ТЕКСТ ДОКУМЕНТА:
▽
Лазарь Лазарев - Живым не верится, что живы... Страница 48
Лазарь Лазарев - Живым не верится, что живы... читать онлайн бесплатно
Поставив немыслимую ни в каких других условиях ситуацию в центр книги, построив на ней сюжет, он подчеркивает — в соответствии с жизненной правдой — ее обычность — все это быт партизанской войны. Уже посвящение книги матерям-партизанкам выводит рассказываемую в ней историю за пределы исключительного случая, лишает ее уникальности. А сколько раз на протяжении повествования рядом с Толей и его матерью Анной Михайловной будут возникать люди сходной судьбы… Надя, соседка их по поселку, которая ушла в партизанский отряд и погибла в бою, оставив сиротами двух девочек. И сердобольная старуха, которой было так жалко юного партизана Толю, — у нее самой мужа расстреляли немцы, а сын-партизан подорвался на «железке». И тетя Паша тоже осталась одна на белом свете: ее Митю, который учился в одной школе с Толей и в партизанском отряде был с ним в одном взводе, настигла пуля карателей. Нет, не случайно Анне Михайловне снится ужасный сон: какие-то женщины разыскивают своих сыновей, и она вдруг тоже обнаруживает, что и ее сыновья куда-то исчезли, — мысль о том, что смертельная опасность нависла над ее сыновьями, не выходит все время у нее из головы, она не может не думать об этом, несчастье может произойти каждый день, каждый час… Но она понимает, что нет силы, которая могла бы заставить ее детей отстраниться от участия в этой кровавой борьбе, потому что и для нее самой нет более справедливого дела, чем освобождение родной земли от фашистов.
Композиционно дилогия построена так, чтобы эта ситуация — мать и дети — все время находилась в центре читательского внимания, чтобы фокус изображения не смещался. Когда во второй книге главными действующими лицами становятся сыновья (уже не они, как бывало в поселке, с затаенной тревогой ждут возвращения матери, которой — они даже не всё знают, только догадываются — приходится выполнять опасные задания партизан, а она с замирающим от страха сердцем дожидается, вернутся ли ее дети на партизанскую базу из очередного рейда целыми и невредимыми), Адамович вводит в повествование внутренний монолог Анны Михайловны, и теперь мы видим Толю и Алексея, которые себе кажутся уже бывалыми воинами, глазами матери, для которой они остаются детьми.
△
ИСХОДНЫЙ МАТЕРИАЛ:
▽
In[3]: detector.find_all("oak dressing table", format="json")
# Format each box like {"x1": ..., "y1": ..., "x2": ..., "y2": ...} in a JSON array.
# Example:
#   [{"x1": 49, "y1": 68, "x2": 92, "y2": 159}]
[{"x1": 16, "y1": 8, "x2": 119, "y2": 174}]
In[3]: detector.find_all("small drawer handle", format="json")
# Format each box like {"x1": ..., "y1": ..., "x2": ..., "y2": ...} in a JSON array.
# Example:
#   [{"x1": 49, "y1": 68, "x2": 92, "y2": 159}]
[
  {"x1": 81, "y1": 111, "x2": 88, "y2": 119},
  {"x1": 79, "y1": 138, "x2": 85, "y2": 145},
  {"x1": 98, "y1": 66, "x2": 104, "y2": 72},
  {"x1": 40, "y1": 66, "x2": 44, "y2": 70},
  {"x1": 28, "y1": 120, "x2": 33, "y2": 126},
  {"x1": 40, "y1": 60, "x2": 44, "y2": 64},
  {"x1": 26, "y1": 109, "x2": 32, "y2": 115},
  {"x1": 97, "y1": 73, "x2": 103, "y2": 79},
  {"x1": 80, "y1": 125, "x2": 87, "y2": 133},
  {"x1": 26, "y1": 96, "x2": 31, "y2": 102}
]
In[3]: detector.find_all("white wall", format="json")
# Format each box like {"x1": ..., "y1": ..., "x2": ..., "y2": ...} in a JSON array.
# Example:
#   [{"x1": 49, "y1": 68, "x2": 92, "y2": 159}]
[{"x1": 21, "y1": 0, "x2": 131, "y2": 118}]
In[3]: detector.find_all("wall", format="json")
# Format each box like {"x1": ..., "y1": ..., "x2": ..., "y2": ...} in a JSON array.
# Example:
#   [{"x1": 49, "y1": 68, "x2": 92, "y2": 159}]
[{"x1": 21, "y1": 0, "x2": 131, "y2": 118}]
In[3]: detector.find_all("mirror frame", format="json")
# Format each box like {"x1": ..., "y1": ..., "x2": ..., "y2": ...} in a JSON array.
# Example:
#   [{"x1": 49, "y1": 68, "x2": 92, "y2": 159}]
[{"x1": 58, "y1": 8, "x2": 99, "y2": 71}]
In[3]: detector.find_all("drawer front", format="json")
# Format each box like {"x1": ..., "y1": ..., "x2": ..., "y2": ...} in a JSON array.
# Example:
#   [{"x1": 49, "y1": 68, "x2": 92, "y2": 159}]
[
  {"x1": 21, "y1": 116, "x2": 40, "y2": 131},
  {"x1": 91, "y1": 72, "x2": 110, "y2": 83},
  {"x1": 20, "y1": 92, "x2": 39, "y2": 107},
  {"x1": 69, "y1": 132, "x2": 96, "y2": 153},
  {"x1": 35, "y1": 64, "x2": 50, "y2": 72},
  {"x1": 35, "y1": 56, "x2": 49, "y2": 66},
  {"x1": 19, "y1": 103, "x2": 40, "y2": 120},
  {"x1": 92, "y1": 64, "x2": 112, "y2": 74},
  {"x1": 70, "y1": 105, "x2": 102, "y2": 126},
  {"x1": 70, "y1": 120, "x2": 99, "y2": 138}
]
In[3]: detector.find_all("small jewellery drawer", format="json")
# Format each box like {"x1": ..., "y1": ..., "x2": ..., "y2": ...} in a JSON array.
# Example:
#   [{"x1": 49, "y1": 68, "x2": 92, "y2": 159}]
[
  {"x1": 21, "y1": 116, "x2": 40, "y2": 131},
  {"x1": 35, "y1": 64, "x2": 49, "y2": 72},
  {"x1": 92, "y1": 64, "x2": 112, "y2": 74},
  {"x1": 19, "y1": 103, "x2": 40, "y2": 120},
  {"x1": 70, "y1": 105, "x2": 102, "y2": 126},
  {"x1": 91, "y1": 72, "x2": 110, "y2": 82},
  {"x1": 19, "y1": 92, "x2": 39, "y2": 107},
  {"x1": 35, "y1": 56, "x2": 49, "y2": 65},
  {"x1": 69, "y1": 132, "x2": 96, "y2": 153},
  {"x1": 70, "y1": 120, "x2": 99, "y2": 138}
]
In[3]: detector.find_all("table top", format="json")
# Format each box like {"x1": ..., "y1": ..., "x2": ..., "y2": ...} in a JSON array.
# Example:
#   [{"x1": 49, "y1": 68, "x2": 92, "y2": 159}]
△
ЧАСТИ УПРАЖНЕНИЯ:
1: Повторите целиком текст о партизанской дилогии, не внося в него никаких изменений.
2: Верните все строки листинга, в которых есть слово «small», с учетом регистра букв.

ОТВЕТЫ К ЗАДАНИЯМ:
1:
Лазарь Лазарев - Живым не верится, что живы... Страница 48
Лазарь Лазарев - Живым не верится, что живы... читать онлайн бесплатно
Поставив немыслимую ни в каких других условиях ситуацию в центр книги, построив на ней сюжет, он подчеркивает — в соответствии с жизненной правдой — ее обычность — все это быт партизанской войны. Уже посвящение книги матерям-партизанкам выводит рассказываемую в ней историю за пределы исключительного случая, лишает ее уникальности. А сколько раз на протяжении повествования рядом с Толей и его матерью Анной Михайловной будут возникать люди сходной судьбы… Надя, соседка их по поселку, которая ушла в партизанский отряд и погибла в бою, оставив сиротами двух девочек. И сердобольная старуха, которой было так жалко юного партизана Толю, — у нее самой мужа расстреляли немцы, а сын-партизан подорвался на «железке». И тетя Паша тоже осталась одна на белом свете: ее Митю, который учился в одной школе с Толей и в партизанском отряде был с ним в одном взводе, настигла пуля карателей. Нет, не случайно Анне Михайловне снится ужасный сон: какие-то женщины разыскивают своих сыновей, и она вдруг тоже обнаруживает, что и ее сыновья куда-то исчезли, — мысль о том, что смертельная опасность нависла над ее сыновьями, не выходит все время у нее из головы, она не может не думать об этом, несчастье может произойти каждый день, каждый час… Но она понимает, что нет силы, которая могла бы заставить ее детей отстраниться от участия в этой кровавой борьбе, потому что и для нее самой нет более справедливого дела, чем освобождение родной земли от фашистов.
Композиционно дилогия построена так, чтобы эта ситуация — мать и дети — все время находилась в центре читательского внимания, чтобы фокус изображения не смещался. Когда во второй книге главными действующими лицами становятся сыновья (уже не они, как бывало в поселке, с затаенной тревогой ждут возвращения матери, которой — они даже не всё знают, только догадываются — приходится выполнять опасные задания партизан, а она с замирающим от страха сердцем дожидается, вернутся ли ее дети на партизанскую базу из очередного рейда целыми и невредимыми), Адамович вводит в повествование внутренний монолог Анны Михайловны, и теперь мы видим Толю и Алексея, которые себе кажутся уже бывалыми воинами, глазами матери, для которой они остаются детьми.

2:
In[3]: detector.find_all("small drawer handle", format="json")
In[3]: detector.find_all("small jewellery drawer", format="json")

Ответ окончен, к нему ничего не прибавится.